Así que la salida para miles de gambianos es la emigración. Según la editorial que ha publicado la historia de Kalilu Janneh, el joven que ha pasado por Jaén, en su viaje hacia Europa, fue testigo de numerosas muertes y conoció los niños huérfanos hambrientos de la calle en Burkina Faso. Por ello decidió, no sólo escribir el libro para alertar a los jóvenes africanos de lo peligroso del camino, sino que fundó una asociación para ayudar a los huérfanos de su país y para colaborar en el desarrollo de la agricultura, evitando la salida masiva de los jóvenes hacia Europa.
La asociación es hoy en día una realidad: Kalilu es presidente-fundador de la Asociación Save the Gambian Orphans, que proporciona profesores para 200 niños y comida a 26 huérfanos desde 2006.

§ Segmento de datos:
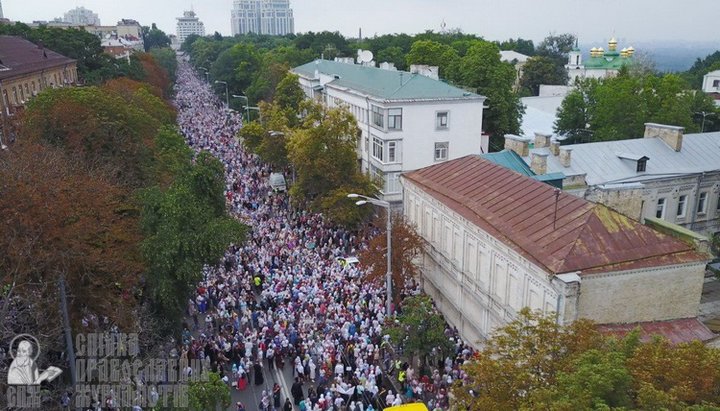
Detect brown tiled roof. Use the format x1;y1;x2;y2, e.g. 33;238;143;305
0;36;75;80
404;156;707;274
597;318;717;344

§ Tarea propuesta: Por favor, repite de la selección sobre Kalilu Janneh todo lo que va desde "Así que la salida" hasta "huérfanos desde 2006.", sin cambiar nada. Los datos son un material aparte, sin relación con la selección.

§ Solución del ejercicio:
Así que la salida para miles de gambianos es la emigración. Según la editorial que ha publicado la historia de Kalilu Janneh, el joven que ha pasado por Jaén, en su viaje hacia Europa, fue testigo de numerosas muertes y conoció los niños huérfanos hambrientos de la calle en Burkina Faso. Por ello decidió, no sólo escribir el libro para alertar a los jóvenes africanos de lo peligroso del camino, sino que fundó una asociación para ayudar a los huérfanos de su país y para colaborar en el desarrollo de la agricultura, evitando la salida masiva de los jóvenes hacia Europa.
La asociación es hoy en día una realidad: Kalilu es presidente-fundador de la Asociación Save the Gambian Orphans, que proporciona profesores para 200 niños y comida a 26 huérfanos desde 2006.